WRITTEN INSTRUCTION:
Starting at the line that has "gripping woman's hand" and stopping after the final line, rewrite every line with the requests included. Add -91 to each box coordinate in the answers.

Lines from a box labeling dataset:

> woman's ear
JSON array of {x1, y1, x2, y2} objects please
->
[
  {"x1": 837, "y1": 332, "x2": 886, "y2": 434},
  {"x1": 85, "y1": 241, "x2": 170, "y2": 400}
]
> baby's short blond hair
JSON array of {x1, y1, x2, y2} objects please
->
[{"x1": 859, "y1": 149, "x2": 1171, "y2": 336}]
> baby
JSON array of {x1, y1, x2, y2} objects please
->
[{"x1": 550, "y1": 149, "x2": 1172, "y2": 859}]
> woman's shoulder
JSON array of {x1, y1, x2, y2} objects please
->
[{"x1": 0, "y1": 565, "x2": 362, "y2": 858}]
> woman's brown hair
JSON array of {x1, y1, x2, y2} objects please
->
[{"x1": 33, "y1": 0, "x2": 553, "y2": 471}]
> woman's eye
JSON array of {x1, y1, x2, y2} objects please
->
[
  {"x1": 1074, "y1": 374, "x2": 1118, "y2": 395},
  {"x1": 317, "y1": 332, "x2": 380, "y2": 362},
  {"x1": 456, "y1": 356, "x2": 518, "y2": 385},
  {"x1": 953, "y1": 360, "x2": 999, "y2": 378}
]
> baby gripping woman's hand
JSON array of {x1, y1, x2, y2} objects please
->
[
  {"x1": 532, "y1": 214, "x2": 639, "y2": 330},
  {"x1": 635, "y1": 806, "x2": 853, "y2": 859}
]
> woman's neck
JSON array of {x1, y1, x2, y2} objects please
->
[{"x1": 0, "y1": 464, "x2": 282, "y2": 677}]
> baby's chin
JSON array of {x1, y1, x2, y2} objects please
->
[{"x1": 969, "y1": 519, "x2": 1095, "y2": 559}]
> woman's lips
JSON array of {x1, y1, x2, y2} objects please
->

OUTPUT OF THE EXERCISE:
> baby gripping woman's hand
JSON array of {x1, y1, x2, y2} objects please
->
[
  {"x1": 441, "y1": 123, "x2": 548, "y2": 239},
  {"x1": 544, "y1": 715, "x2": 762, "y2": 768}
]
> woman's neck
JSON array of {x1, y1, x2, y2} objects please
->
[{"x1": -91, "y1": 373, "x2": 191, "y2": 586}]
> baby's chin
JSON array of {x1, y1, x2, y2} objects please
->
[{"x1": 878, "y1": 428, "x2": 1004, "y2": 468}]
> woman's lips
JSON array of {x1, y1, x2, y2} objects please
->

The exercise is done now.